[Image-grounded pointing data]
★ ★ ★ ★ ★
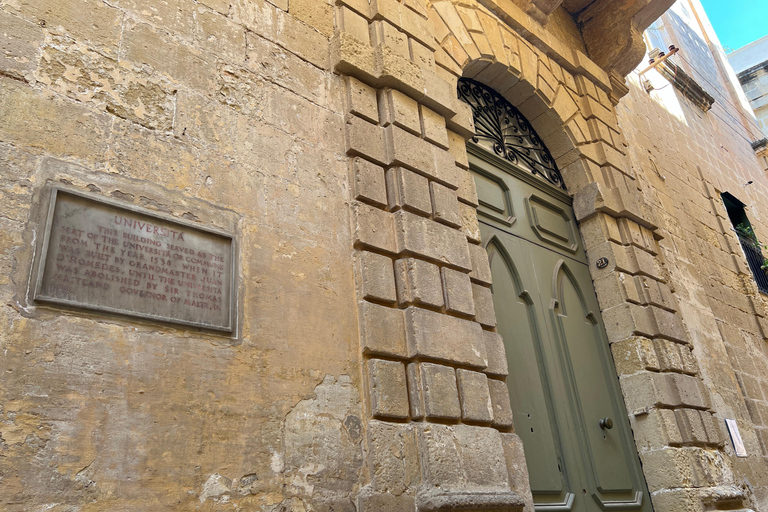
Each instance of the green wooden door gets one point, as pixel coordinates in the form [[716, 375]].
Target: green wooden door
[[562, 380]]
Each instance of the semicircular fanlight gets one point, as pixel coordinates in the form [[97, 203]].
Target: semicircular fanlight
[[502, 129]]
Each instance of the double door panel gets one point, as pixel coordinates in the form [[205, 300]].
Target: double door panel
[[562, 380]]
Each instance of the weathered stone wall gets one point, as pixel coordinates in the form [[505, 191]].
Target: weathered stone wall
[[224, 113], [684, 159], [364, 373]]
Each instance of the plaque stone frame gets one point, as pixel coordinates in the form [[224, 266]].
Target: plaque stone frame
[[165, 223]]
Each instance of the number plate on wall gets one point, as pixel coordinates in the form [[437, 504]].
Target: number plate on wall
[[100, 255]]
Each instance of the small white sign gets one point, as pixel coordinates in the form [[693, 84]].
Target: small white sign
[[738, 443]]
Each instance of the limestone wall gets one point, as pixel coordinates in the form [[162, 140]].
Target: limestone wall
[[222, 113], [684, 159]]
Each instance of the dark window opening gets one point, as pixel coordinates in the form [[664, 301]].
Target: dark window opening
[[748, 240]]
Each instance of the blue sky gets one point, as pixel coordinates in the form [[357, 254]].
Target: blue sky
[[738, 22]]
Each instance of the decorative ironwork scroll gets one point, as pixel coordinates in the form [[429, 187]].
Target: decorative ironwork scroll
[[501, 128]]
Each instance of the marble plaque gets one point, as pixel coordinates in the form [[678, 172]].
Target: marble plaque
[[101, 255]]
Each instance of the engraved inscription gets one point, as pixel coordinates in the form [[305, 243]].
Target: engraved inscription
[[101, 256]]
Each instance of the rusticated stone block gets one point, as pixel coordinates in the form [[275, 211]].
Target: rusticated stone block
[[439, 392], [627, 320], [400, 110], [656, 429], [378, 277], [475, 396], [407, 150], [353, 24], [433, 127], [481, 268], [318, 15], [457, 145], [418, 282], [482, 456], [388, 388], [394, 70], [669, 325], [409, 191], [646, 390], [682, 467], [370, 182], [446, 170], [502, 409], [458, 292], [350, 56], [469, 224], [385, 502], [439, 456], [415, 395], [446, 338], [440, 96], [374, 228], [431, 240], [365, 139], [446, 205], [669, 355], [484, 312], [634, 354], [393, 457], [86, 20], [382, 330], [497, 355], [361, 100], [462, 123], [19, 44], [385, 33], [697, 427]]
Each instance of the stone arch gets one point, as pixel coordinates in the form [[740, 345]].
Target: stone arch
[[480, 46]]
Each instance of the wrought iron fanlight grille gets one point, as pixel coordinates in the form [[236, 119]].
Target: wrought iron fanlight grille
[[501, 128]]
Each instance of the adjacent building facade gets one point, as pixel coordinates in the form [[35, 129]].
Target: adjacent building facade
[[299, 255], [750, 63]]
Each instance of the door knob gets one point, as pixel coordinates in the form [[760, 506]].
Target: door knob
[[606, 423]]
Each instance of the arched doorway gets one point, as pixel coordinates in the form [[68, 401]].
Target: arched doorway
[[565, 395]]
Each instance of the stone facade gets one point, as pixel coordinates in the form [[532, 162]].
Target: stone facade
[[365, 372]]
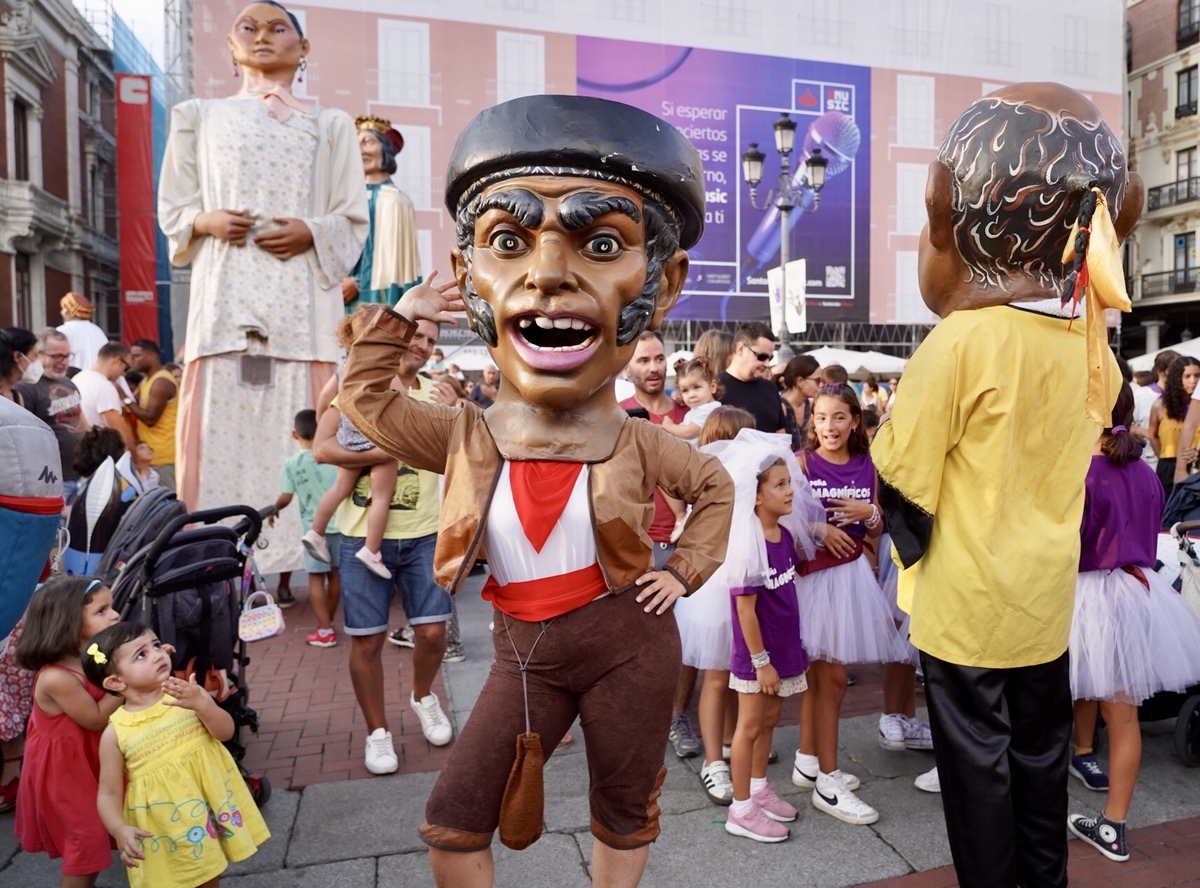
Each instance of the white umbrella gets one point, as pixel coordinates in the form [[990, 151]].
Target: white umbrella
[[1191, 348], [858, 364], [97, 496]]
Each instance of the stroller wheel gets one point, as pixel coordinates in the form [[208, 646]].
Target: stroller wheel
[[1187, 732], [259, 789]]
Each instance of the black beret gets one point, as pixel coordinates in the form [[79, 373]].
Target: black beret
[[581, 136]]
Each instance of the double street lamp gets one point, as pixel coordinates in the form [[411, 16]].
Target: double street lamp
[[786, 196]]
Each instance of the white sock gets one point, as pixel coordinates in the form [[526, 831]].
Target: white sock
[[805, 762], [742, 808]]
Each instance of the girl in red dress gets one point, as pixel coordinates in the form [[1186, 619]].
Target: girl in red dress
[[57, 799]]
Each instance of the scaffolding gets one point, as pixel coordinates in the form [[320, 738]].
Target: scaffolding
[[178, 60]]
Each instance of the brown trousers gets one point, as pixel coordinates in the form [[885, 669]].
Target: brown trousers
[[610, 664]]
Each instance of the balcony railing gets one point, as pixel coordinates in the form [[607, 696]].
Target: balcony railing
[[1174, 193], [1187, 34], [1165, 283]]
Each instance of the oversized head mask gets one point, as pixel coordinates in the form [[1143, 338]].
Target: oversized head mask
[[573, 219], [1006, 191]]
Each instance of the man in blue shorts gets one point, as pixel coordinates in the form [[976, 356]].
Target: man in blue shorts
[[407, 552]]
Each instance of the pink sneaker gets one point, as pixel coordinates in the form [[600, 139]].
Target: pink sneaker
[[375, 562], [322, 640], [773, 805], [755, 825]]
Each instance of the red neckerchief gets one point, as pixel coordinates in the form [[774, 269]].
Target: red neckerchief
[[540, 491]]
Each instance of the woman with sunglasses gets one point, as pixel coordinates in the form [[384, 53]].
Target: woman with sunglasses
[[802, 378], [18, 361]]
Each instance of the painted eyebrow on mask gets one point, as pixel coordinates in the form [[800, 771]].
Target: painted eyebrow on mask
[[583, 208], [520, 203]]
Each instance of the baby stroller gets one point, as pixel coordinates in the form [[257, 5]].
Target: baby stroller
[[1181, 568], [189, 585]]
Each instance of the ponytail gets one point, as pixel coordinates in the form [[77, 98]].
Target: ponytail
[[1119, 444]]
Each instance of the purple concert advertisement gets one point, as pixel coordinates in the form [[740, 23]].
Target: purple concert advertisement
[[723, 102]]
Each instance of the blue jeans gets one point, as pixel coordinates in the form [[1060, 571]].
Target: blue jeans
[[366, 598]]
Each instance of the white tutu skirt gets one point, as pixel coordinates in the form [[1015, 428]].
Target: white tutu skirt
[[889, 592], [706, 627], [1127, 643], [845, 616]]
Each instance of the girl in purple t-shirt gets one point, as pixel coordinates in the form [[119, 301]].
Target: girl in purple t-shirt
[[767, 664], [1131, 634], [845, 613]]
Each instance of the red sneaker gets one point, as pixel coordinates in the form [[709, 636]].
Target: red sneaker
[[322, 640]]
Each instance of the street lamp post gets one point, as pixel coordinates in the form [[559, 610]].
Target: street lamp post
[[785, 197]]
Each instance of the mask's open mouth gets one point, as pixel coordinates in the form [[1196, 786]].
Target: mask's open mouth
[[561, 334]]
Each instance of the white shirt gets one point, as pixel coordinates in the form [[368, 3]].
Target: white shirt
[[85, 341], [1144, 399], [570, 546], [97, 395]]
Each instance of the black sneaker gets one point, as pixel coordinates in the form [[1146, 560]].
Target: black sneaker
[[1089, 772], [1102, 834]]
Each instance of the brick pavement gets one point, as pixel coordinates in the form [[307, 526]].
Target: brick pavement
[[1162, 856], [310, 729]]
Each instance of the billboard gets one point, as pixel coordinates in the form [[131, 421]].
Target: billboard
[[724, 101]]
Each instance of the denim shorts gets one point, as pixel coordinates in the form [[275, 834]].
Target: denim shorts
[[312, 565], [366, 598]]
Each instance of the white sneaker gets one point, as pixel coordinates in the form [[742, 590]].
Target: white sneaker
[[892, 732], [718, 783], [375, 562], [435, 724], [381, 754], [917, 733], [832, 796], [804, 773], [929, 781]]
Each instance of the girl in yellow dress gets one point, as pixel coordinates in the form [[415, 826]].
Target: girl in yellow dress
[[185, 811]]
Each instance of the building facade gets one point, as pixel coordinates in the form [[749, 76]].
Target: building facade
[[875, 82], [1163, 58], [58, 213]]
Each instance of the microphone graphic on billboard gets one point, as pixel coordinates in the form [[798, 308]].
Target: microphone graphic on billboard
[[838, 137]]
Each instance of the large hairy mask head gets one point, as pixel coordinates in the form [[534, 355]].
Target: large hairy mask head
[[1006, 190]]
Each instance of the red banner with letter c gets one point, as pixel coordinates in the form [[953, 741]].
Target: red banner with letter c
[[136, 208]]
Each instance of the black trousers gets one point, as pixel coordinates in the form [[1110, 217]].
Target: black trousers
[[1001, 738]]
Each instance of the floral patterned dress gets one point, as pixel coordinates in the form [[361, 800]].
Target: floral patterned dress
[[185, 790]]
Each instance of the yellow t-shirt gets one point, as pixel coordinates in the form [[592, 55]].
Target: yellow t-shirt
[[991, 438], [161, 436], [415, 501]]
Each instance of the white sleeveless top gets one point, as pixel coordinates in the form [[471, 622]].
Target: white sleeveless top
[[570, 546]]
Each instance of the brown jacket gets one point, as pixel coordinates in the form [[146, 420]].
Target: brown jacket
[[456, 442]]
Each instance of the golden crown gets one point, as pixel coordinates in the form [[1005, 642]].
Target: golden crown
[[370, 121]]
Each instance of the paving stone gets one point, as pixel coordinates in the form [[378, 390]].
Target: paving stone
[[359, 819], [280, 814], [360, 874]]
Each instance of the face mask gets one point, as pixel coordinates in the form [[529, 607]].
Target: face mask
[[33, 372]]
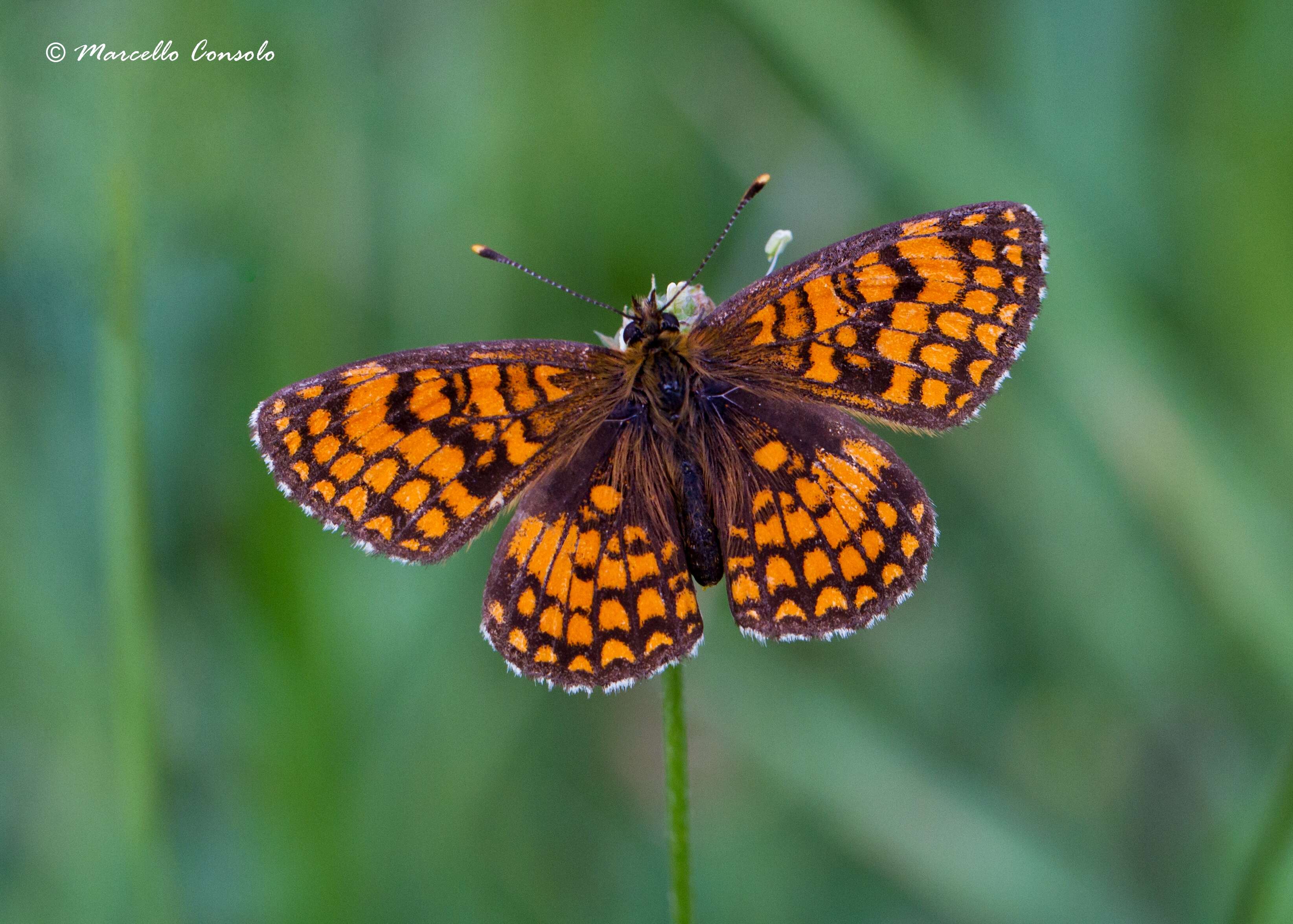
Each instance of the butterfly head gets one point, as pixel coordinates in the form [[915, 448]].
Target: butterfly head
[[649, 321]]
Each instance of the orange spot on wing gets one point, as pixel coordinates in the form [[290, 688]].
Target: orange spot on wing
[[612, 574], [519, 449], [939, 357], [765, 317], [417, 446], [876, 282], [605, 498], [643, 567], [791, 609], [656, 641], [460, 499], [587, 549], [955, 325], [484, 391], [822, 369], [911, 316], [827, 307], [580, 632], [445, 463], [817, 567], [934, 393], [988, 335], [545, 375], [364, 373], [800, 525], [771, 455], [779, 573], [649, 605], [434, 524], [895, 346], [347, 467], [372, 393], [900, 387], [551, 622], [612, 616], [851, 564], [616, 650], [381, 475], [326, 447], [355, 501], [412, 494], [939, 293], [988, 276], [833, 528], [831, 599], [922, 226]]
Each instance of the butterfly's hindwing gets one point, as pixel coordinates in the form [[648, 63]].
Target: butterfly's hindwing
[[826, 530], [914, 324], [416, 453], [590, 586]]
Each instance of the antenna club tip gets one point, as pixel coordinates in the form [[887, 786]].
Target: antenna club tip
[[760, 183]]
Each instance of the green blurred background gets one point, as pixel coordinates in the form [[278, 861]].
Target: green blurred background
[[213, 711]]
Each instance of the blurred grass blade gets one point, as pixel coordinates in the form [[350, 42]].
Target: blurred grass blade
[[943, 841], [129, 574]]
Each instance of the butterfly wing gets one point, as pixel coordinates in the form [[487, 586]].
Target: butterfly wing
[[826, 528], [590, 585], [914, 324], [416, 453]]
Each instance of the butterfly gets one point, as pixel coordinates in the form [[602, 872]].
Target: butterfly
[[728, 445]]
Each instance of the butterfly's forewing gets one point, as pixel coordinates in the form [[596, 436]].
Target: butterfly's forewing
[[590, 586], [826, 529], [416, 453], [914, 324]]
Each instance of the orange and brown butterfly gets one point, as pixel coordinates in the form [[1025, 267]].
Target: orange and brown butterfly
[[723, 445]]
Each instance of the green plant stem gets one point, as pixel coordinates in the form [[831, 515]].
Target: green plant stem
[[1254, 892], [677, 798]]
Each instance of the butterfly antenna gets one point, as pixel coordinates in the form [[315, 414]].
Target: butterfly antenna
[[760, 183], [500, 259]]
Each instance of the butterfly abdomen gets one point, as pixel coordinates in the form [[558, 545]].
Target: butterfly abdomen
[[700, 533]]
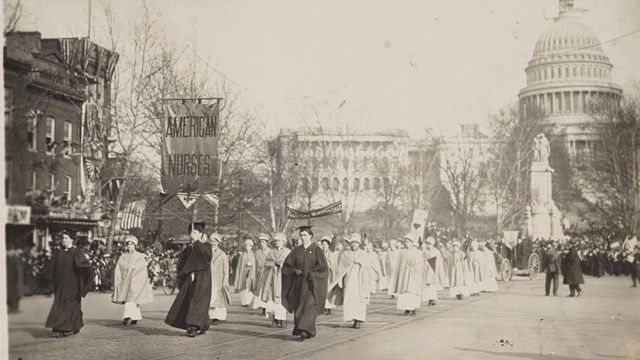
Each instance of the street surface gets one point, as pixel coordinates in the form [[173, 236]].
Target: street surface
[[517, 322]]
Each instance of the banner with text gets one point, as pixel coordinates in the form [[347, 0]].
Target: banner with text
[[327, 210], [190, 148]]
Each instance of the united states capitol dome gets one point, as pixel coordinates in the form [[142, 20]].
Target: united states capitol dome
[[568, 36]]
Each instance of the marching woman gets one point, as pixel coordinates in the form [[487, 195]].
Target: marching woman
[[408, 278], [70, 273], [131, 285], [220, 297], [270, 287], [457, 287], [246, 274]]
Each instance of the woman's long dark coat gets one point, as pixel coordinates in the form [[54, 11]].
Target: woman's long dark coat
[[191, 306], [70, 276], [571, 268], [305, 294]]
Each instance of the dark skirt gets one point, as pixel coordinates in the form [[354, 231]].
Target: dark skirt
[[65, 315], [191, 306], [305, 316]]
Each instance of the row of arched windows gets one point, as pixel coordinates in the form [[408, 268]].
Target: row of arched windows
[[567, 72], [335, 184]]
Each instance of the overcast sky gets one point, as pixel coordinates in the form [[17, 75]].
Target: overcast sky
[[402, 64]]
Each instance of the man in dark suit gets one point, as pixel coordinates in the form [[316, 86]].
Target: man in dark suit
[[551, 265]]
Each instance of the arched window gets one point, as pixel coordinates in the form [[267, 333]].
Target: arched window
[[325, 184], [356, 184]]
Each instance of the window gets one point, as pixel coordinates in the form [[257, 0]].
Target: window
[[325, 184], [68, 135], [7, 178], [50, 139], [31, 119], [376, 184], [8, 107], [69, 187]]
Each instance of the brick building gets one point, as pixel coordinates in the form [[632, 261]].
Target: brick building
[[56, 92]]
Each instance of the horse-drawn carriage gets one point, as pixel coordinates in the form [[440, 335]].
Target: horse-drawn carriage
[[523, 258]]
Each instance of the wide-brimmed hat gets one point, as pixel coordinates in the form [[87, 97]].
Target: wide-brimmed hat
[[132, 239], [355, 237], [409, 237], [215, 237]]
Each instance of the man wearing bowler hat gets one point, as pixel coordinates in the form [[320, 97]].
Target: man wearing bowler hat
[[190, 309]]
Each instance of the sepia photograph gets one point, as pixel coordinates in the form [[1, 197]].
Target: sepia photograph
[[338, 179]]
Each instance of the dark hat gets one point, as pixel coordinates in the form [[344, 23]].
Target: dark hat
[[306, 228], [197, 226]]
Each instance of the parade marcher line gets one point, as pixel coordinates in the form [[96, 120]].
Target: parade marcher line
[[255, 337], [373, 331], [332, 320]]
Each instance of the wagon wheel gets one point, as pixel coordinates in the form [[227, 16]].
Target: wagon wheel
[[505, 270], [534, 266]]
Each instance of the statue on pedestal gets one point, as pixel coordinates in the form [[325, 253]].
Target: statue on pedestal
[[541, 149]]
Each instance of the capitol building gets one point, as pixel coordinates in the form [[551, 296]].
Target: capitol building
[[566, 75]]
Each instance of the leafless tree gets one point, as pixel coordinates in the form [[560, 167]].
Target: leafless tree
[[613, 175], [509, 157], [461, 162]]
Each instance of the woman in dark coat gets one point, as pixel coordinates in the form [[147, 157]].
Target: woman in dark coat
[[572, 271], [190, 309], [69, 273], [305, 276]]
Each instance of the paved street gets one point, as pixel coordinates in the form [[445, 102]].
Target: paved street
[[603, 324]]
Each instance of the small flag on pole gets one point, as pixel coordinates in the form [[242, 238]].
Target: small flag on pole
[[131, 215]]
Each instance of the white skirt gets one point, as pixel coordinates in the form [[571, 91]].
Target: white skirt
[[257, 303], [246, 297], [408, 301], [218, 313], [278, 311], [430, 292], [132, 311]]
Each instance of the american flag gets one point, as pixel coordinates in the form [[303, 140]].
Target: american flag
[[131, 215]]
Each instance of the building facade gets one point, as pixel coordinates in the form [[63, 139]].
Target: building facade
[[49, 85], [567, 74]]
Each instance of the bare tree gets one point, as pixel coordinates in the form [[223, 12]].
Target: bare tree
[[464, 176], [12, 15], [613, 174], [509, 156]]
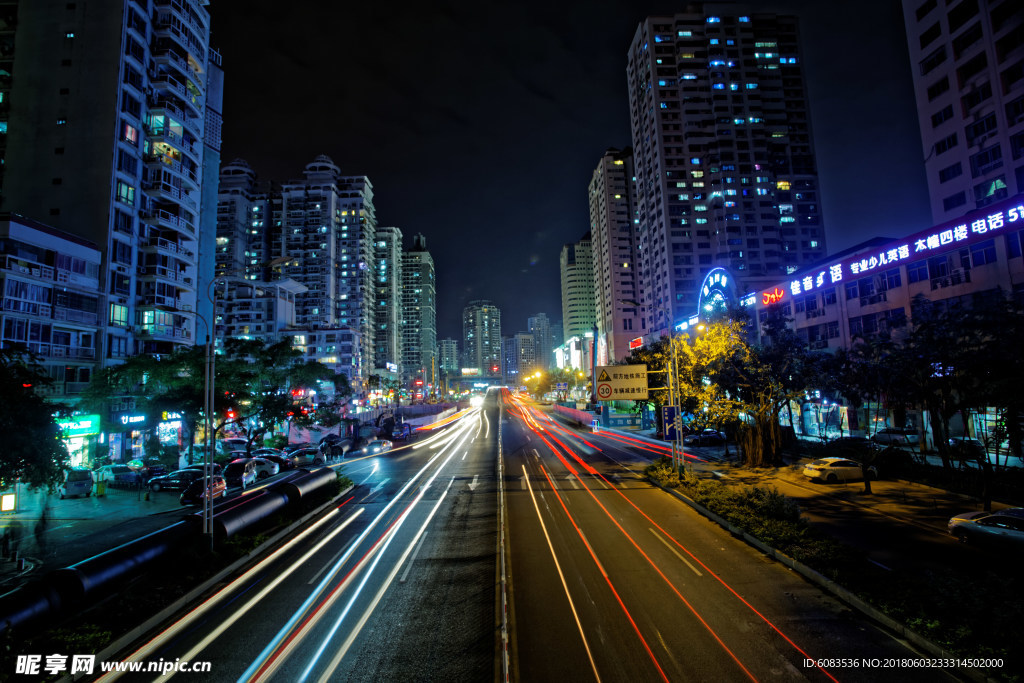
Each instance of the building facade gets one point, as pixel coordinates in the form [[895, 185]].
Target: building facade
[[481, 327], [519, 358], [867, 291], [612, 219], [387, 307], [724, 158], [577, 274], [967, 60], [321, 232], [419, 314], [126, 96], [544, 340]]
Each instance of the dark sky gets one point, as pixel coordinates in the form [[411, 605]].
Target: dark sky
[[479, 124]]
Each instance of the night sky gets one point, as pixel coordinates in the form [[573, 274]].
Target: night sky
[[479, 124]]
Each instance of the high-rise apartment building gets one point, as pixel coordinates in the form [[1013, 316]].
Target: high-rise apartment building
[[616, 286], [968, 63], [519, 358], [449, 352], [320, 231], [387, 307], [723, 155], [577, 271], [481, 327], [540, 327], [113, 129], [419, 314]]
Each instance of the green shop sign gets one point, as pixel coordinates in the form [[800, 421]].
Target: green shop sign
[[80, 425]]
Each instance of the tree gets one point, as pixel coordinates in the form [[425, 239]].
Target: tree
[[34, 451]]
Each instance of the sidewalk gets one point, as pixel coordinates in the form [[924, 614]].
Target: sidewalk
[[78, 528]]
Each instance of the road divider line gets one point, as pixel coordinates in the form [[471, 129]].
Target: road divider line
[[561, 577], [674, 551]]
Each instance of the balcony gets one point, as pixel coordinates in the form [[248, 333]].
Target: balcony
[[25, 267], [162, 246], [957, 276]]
★ ★ ★ ★ ★
> _EXERCISE REQUIREMENTS_: Above are the records; copy from them only the lines starting at the one containing "Each instance of the paving" and ending at the one containing "Each instance of the blurred", exactly and without pictures.

> _WRITTEN SOLUTION_:
Each instance of the paving stone gets one point, as pixel coordinates in the form [[378, 390]].
Target: paving stone
[[359, 819], [280, 814], [360, 874]]
Each instance of the face mask gets one point, as pixel coordinates in the form [[529, 607]].
Target: face mask
[[33, 372]]
Each instance of the butterfly head gets one point, as pixel coordinates in the form [[915, 448]].
Target: butterfly head
[[649, 321]]
Each instance of the orange spot on wing gets one point, as pixel coordinates in the form [[290, 688]].
Target: orange spot on wing
[[612, 574], [519, 449], [939, 357], [765, 317], [417, 446], [876, 282], [605, 498], [643, 567], [791, 609], [656, 641], [460, 499], [587, 549], [955, 325], [484, 391], [822, 369], [911, 316], [827, 307], [580, 632], [445, 463], [817, 567], [934, 393], [988, 335], [545, 375], [364, 373], [800, 525], [771, 455], [779, 573], [649, 605], [434, 524], [895, 346], [347, 467], [372, 393], [900, 387], [551, 622], [612, 616], [851, 564], [616, 650], [381, 475], [326, 447], [355, 501], [412, 494], [939, 293], [988, 276], [833, 528], [831, 599], [922, 226]]
Each instance of the butterfly's hindwing gets one point, as pixel coordinates in the form [[648, 63]].
Target: butterfly's hindwing
[[826, 530], [914, 324], [416, 453], [590, 586]]
Each instance of the antenna club tip gets one point, as pixel coordinates in the form [[887, 786]].
Target: antenna club tip
[[760, 183]]
Each instance of the green blurred background gets one point, as pixel coordinates in the form [[278, 861]].
Target: green blurred background
[[213, 711]]
Each instance of the blurred grass blade gets one point, as pixel coordinates in the form [[350, 42]].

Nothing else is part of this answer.